## Exercise prompt
Please copy, exactly as they appear below, the lines from the one containing "pixel 704 583" through the one containing "pixel 605 144".

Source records
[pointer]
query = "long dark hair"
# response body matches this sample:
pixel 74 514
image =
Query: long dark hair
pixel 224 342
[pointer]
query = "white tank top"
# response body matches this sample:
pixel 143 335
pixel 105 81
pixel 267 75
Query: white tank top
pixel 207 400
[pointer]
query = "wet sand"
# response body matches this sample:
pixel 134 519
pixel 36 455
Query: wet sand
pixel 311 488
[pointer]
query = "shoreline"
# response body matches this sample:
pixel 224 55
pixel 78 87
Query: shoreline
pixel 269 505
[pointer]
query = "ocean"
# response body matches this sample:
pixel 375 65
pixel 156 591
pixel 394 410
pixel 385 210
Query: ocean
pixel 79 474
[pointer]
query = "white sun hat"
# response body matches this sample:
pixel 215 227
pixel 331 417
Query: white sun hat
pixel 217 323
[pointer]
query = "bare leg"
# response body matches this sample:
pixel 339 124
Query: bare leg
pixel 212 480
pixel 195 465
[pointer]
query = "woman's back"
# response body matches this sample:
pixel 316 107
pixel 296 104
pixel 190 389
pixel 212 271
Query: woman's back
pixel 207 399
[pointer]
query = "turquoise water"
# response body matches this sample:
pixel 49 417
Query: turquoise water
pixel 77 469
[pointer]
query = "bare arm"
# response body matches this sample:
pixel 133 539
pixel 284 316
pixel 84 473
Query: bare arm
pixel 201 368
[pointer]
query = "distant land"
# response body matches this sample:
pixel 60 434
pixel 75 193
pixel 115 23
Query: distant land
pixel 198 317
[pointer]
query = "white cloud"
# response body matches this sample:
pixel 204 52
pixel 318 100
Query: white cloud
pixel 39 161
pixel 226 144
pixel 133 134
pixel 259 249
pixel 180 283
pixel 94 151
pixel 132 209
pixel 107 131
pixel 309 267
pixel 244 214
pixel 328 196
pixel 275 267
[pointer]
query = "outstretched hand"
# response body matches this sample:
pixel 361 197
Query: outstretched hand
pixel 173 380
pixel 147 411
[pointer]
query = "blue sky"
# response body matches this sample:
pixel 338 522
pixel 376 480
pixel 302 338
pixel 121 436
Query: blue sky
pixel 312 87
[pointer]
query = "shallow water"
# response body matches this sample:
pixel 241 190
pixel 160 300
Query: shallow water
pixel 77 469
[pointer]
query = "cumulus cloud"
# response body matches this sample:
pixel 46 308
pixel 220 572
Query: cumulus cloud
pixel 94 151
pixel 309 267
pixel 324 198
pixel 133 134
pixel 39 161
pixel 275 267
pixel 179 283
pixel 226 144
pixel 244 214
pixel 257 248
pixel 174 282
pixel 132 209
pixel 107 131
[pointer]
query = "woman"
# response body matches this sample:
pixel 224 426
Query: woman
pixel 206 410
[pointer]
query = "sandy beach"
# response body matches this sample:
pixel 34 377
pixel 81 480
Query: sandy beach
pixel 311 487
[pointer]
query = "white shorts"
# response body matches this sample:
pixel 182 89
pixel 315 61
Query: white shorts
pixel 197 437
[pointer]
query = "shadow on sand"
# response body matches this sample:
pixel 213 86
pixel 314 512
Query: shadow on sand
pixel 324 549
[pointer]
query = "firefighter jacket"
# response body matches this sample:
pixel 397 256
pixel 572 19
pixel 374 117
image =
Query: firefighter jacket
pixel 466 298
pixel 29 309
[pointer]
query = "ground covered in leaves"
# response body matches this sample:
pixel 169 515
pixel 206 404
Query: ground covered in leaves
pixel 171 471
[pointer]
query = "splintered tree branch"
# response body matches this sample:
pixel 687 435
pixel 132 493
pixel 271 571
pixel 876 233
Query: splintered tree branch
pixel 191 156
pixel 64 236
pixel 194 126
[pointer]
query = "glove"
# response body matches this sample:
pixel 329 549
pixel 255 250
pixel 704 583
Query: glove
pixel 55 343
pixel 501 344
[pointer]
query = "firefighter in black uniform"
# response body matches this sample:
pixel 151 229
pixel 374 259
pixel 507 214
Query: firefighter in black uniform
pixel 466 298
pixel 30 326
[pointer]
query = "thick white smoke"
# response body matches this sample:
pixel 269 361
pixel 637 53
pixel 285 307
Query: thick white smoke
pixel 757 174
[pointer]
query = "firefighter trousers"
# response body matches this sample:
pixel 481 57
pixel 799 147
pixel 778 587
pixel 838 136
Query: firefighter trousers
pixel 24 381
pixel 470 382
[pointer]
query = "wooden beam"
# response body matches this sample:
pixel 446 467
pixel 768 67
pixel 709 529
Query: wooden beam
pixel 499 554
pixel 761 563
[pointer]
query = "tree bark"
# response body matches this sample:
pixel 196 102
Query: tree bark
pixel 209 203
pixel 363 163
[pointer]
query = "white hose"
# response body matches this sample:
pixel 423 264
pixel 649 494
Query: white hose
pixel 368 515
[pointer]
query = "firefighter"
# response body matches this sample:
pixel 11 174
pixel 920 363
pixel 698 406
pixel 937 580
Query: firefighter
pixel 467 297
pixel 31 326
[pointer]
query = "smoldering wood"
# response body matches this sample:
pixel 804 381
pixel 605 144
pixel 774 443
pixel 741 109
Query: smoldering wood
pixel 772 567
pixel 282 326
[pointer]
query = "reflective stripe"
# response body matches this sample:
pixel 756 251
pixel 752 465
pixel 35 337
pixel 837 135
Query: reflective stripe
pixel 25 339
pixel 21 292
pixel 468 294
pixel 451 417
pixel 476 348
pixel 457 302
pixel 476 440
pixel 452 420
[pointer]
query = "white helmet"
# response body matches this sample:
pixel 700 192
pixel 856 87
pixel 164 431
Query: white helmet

## Answer box
pixel 704 583
Query: glove
pixel 55 343
pixel 501 344
[pointer]
query = "firefighter in black uniform"
# response body matches this sample:
pixel 151 229
pixel 374 259
pixel 507 214
Query: firefighter in black uniform
pixel 466 298
pixel 30 326
[pointer]
query = "thick white smoke"
# response body matches this sample:
pixel 269 361
pixel 637 53
pixel 285 307
Query: thick white smoke
pixel 757 174
[pointer]
query = "firefighter trousers"
# response body matches this sample:
pixel 481 57
pixel 799 147
pixel 778 587
pixel 838 136
Query: firefighter trousers
pixel 24 381
pixel 470 382
[pointer]
query = "wooden beam"
# response body matches this sample:
pixel 446 467
pixel 768 67
pixel 709 529
Query: wooden beam
pixel 499 554
pixel 761 563
[pointer]
query = "tree bark"
# response body matches this sample:
pixel 196 102
Query: tree bark
pixel 209 203
pixel 363 163
[pointer]
query = "white hose"
# response body matches this sample:
pixel 423 264
pixel 649 494
Query: white hose
pixel 368 515
[pointer]
query = "firefighter"
# response body matches this sample:
pixel 11 174
pixel 920 363
pixel 698 406
pixel 937 580
Query: firefighter
pixel 467 297
pixel 31 326
[pointer]
query = "smoldering wood"
# response body matches this sample:
pixel 804 381
pixel 605 144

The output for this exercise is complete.